--- RAW DATA ---
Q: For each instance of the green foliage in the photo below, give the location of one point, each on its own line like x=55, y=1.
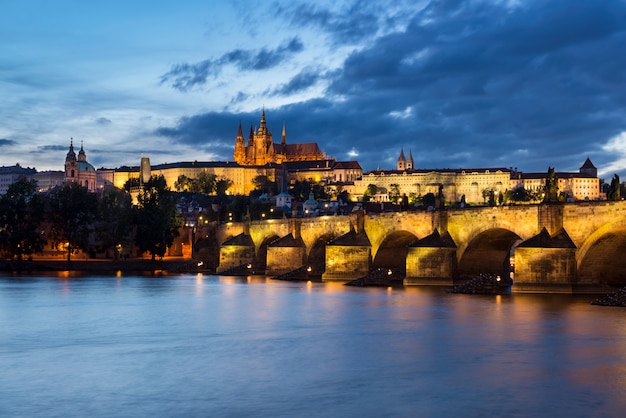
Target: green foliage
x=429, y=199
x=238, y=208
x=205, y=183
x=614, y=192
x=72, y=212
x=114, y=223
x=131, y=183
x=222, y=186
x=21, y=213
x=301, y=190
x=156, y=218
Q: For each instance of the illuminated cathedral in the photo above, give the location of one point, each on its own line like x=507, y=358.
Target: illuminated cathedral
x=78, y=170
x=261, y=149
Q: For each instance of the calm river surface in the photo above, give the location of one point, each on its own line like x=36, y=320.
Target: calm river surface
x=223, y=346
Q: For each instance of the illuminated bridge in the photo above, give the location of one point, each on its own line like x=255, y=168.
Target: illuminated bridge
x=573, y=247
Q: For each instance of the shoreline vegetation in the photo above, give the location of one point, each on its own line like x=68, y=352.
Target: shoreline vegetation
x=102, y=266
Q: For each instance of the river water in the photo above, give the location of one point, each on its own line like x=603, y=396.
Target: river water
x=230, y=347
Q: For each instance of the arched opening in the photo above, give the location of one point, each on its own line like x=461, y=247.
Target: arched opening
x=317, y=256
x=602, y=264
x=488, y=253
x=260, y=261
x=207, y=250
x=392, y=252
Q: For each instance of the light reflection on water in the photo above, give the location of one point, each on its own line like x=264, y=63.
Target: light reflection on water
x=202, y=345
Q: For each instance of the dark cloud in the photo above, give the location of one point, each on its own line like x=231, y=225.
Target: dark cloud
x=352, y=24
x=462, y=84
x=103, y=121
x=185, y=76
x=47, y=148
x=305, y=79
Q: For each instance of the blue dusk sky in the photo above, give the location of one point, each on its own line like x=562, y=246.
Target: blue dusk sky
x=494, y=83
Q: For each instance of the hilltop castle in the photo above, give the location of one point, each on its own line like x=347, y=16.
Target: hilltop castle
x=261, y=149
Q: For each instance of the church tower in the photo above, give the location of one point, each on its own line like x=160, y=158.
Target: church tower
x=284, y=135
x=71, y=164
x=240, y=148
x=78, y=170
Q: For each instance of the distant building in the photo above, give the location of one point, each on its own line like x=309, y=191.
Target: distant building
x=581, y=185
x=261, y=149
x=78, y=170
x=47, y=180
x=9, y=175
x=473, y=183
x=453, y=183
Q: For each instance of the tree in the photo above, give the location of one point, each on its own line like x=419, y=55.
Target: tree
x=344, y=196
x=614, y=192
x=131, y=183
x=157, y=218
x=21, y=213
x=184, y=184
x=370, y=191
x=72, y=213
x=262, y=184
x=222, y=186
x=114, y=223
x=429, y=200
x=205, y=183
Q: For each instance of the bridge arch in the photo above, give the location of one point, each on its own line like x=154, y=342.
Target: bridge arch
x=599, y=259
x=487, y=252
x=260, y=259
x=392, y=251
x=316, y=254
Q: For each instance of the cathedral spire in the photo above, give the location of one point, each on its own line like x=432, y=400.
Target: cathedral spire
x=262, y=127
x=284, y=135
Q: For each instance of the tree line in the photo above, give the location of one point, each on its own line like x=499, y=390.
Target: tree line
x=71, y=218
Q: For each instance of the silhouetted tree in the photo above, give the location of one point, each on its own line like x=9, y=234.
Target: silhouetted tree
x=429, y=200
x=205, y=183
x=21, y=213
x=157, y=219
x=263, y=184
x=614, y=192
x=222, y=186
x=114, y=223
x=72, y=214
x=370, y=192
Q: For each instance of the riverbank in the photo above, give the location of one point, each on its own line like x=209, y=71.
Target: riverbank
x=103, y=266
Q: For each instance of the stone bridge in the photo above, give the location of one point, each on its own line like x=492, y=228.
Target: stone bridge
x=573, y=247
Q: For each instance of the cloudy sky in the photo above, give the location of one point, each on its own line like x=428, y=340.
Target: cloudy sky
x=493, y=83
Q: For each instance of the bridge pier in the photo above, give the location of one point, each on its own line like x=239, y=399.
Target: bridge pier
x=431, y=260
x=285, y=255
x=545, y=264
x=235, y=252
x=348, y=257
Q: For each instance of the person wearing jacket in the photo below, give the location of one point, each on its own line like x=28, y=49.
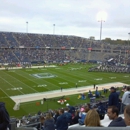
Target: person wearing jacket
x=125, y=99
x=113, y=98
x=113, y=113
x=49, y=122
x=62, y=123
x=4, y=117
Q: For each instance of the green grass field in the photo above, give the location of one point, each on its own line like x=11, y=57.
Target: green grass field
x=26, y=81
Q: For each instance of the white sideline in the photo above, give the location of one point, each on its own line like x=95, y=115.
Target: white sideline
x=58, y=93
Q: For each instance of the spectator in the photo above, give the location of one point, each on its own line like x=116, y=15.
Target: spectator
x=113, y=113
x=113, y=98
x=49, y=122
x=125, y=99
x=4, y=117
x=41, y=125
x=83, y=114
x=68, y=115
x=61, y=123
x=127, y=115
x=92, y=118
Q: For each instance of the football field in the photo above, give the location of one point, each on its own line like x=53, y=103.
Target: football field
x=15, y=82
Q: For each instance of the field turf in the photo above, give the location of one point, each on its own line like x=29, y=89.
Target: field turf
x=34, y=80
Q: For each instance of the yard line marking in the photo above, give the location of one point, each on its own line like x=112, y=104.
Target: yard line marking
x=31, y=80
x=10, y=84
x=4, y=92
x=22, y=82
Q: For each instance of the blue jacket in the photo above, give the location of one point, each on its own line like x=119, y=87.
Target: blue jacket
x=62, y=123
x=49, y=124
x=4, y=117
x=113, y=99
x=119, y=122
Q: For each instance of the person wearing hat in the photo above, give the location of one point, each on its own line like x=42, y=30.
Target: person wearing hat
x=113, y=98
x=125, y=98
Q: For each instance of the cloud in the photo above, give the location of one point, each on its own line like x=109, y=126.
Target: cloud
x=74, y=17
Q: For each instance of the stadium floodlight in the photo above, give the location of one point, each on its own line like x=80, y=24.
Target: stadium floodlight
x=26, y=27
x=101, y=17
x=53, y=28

--- PROBLEM DETAILS ---
Say how many lines contain "below" in the material above; the number is the whole answer.

--- SOLVED PROBLEM ---
2